SHORT PROBLEM 1
Can you quote the sensor fusion passage below, starting at "Thus, software developments" and ending at "user's real world."?

QUOTED PASSAGE
Thus, software developments are very important and should be highly specific and tailored for precise end-applications. One key point for user acceptance of new platforms is a need to have a natural interface. Technology has to be adapted to the user, and new functions (e.g. context awareness, motion tracking, virtual reality) must be in line with the user's real world.

For several years, Yole Développement has believed sensor fusion to be the next dramatic evolution of the sensors’ business. Indeed, over the past years, some software vendors have started to develop revenue through integration of solutions in CPUs or through licensing.

Examples of active players are Sensor Plaforms, Movea, Hillcrest Labs, XSens, PNI Sensor Corp. … Moreover, many – big - integrators involved in software are also investigating their own solutions: Microsoft, Apple, Google…

In its “6 and 9 axis sensors: consumer inertial combos” report, Yole Développement highlighted there is a clear opportunity for these companies in the MEMS business as they are generally sensor agnostic, and can take the time to test on a large number of users (which is not the case and the competency of silicon companies).

Although Fairchild Semiconductor is not (yet) a significant player in the MEMS landscape, both the company’s acquisition of Jyve Inc. in November 2010 and the recent acquisition of Xsens show a strong move into the MEMS.

SHORT PROBLEM 2
Which rows below contain the string "green", with case counting? Show every such row in full.

INPUT
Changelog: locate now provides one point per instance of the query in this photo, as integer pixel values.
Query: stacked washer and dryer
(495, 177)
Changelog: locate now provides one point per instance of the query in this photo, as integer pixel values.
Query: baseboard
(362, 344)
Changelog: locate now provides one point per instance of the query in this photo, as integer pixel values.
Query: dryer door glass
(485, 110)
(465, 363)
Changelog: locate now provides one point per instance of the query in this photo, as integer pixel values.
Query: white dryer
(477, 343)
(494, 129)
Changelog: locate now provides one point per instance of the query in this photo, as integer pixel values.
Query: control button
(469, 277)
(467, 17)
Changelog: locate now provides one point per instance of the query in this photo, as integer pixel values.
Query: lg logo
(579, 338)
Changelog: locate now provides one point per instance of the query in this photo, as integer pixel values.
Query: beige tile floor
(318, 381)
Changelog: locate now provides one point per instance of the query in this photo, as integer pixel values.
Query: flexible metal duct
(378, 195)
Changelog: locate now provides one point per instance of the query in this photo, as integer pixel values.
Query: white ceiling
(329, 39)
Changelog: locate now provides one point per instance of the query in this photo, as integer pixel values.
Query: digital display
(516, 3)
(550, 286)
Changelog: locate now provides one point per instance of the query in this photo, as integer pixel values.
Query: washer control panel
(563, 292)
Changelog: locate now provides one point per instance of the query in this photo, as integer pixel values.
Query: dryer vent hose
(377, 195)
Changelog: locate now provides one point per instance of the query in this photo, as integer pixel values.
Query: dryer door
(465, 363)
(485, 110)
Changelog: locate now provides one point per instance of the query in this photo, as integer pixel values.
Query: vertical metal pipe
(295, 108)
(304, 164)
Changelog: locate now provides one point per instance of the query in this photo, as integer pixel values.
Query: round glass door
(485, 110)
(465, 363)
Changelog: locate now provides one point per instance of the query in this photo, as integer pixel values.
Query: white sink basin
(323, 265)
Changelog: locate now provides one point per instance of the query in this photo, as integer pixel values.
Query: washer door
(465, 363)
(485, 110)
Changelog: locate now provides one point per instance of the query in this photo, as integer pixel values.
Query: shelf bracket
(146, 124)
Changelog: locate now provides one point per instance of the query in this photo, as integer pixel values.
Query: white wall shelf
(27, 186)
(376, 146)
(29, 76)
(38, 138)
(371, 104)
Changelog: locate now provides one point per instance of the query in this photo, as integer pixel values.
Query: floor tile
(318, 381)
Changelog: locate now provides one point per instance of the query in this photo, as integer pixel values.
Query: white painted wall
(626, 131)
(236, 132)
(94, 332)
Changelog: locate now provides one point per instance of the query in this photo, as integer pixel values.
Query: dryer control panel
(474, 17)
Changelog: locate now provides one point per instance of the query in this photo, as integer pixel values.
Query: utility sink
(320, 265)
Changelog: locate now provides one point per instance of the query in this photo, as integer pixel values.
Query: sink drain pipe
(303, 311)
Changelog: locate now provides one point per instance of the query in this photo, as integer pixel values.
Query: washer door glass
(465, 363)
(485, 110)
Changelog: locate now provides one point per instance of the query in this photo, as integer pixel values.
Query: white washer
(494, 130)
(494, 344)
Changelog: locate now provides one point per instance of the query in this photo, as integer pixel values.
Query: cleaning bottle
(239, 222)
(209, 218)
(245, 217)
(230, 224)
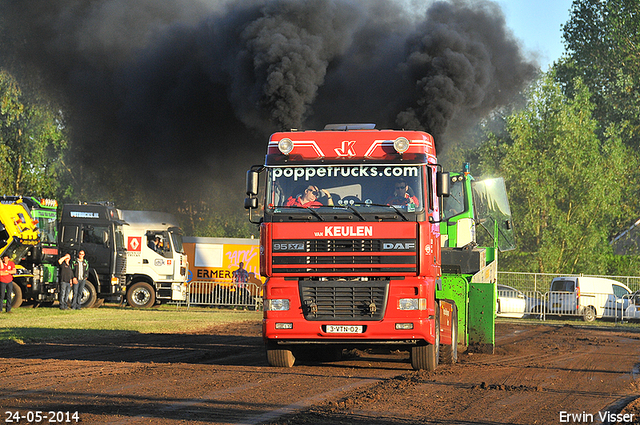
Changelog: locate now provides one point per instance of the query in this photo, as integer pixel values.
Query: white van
(589, 297)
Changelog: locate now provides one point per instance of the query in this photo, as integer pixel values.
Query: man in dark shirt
(66, 277)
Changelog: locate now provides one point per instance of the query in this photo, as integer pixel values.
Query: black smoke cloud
(180, 91)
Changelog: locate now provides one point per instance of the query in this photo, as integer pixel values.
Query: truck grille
(332, 257)
(343, 300)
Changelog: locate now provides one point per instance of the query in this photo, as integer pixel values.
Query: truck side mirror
(252, 183)
(250, 203)
(442, 183)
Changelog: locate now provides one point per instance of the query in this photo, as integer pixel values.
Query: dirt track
(221, 376)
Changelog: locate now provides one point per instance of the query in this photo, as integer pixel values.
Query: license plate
(341, 329)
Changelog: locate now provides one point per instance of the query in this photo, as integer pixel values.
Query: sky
(537, 23)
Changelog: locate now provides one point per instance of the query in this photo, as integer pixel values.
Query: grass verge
(41, 324)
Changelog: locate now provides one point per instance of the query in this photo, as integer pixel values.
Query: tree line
(568, 150)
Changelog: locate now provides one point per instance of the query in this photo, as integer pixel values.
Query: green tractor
(476, 226)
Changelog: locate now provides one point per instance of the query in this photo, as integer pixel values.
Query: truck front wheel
(279, 357)
(16, 296)
(141, 295)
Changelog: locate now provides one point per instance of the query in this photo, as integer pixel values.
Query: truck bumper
(349, 333)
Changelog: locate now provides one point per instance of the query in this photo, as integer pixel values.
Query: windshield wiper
(379, 205)
(354, 210)
(311, 210)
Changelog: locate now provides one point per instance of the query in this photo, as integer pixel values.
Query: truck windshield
(493, 212)
(15, 250)
(176, 240)
(399, 186)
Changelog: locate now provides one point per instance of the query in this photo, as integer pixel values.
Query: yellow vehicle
(18, 233)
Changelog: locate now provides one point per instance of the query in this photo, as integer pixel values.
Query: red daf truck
(350, 245)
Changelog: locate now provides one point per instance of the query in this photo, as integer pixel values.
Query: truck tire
(89, 295)
(141, 295)
(589, 314)
(16, 296)
(426, 356)
(449, 353)
(279, 357)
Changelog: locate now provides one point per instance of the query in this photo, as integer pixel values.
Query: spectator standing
(7, 270)
(241, 277)
(80, 269)
(66, 277)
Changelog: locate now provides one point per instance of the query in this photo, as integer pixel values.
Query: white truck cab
(156, 265)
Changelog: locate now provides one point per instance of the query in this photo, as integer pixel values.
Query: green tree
(32, 143)
(565, 187)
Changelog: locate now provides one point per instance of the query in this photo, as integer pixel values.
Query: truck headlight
(412, 304)
(276, 305)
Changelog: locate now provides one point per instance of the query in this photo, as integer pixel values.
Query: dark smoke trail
(465, 63)
(183, 91)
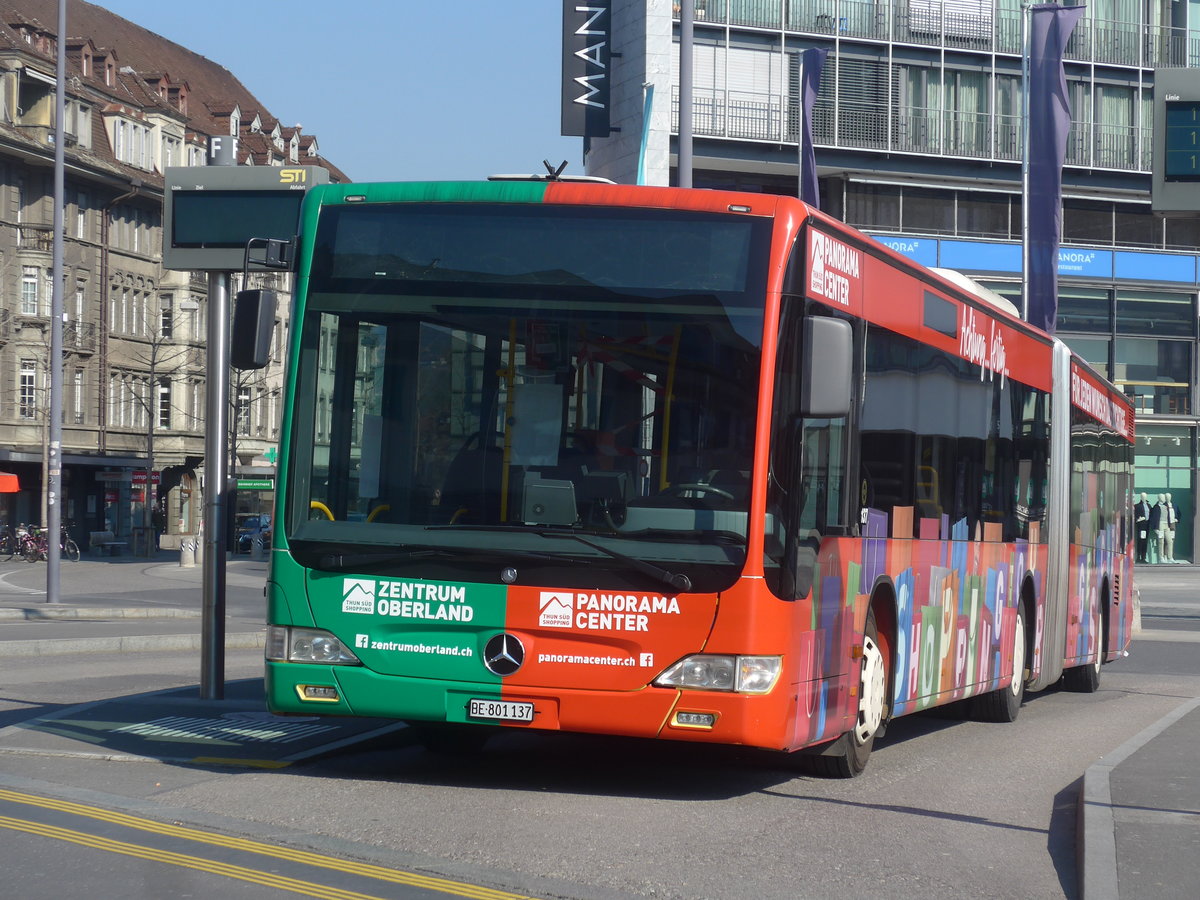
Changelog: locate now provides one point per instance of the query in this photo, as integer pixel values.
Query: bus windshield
(493, 385)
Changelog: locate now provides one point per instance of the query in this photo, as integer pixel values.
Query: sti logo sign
(587, 75)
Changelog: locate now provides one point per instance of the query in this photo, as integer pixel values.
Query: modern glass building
(918, 132)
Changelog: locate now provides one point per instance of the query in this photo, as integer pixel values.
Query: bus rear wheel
(846, 756)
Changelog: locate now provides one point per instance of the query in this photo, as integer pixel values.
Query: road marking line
(17, 588)
(396, 876)
(181, 859)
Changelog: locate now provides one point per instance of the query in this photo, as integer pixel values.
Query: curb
(1097, 827)
(37, 613)
(239, 641)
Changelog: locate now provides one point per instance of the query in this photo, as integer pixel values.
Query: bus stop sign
(211, 211)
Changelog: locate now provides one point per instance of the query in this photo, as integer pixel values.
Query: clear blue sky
(393, 89)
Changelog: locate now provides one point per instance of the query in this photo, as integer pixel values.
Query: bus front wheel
(846, 756)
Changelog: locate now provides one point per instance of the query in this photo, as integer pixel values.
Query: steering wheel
(701, 489)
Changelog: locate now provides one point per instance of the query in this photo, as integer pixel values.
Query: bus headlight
(717, 672)
(307, 645)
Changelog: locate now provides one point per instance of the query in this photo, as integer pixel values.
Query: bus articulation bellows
(683, 465)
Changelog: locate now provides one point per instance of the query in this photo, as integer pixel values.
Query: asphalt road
(947, 809)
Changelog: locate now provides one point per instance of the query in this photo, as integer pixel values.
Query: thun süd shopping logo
(358, 595)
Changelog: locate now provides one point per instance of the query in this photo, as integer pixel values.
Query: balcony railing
(870, 126)
(990, 29)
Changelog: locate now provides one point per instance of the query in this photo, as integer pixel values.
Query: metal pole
(687, 29)
(222, 151)
(799, 138)
(1025, 161)
(54, 426)
(216, 489)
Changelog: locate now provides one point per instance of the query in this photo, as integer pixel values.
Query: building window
(1085, 310)
(166, 318)
(1156, 312)
(1155, 375)
(165, 403)
(928, 210)
(28, 389)
(30, 301)
(78, 406)
(873, 205)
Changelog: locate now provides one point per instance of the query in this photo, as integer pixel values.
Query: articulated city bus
(683, 465)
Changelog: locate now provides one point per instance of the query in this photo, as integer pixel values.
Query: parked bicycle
(10, 544)
(35, 545)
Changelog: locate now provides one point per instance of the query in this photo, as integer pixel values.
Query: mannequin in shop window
(1141, 522)
(1155, 544)
(1170, 519)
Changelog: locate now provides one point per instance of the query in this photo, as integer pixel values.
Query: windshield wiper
(355, 561)
(676, 581)
(341, 562)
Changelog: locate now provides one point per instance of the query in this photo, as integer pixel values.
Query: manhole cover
(186, 729)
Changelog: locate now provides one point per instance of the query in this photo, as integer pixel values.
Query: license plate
(504, 709)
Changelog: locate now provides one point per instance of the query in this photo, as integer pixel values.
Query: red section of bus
(1105, 405)
(875, 288)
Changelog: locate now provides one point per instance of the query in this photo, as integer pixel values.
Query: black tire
(1003, 705)
(847, 756)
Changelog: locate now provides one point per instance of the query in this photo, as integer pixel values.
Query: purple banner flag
(1049, 124)
(811, 61)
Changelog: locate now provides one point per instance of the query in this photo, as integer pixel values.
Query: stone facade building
(133, 333)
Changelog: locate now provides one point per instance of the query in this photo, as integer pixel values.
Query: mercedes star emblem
(503, 654)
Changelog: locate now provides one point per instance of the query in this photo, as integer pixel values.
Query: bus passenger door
(810, 449)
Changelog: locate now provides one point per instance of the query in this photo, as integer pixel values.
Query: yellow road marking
(181, 859)
(395, 876)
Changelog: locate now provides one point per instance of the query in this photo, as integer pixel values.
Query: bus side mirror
(828, 348)
(253, 319)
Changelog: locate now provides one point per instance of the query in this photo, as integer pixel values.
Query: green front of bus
(515, 477)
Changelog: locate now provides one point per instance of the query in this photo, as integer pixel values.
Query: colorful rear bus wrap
(679, 465)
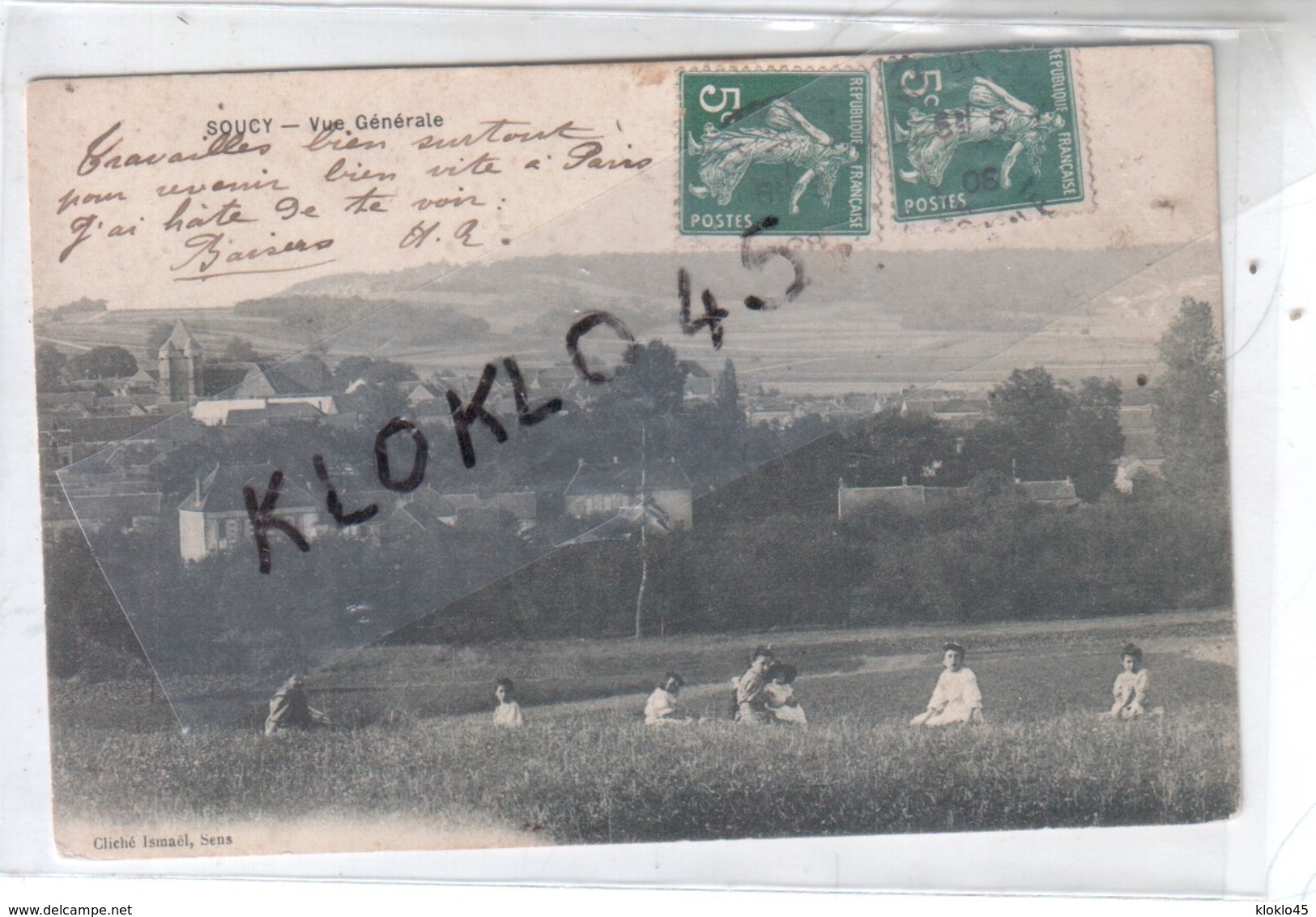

EXERCISE RESULT 1
Thus, software developments are very important and should be highly specific and tailored for precise end-applications. One key point for user acceptance of new platforms is a need to have a natural interface. Technology has to be adapted to the user, and new functions (e.g. context awareness, motion tracking, virtual reality) must be in line with the user's real world.

EXERCISE RESULT 2
Query: green tractor
Query: green tree
Query: green front of bus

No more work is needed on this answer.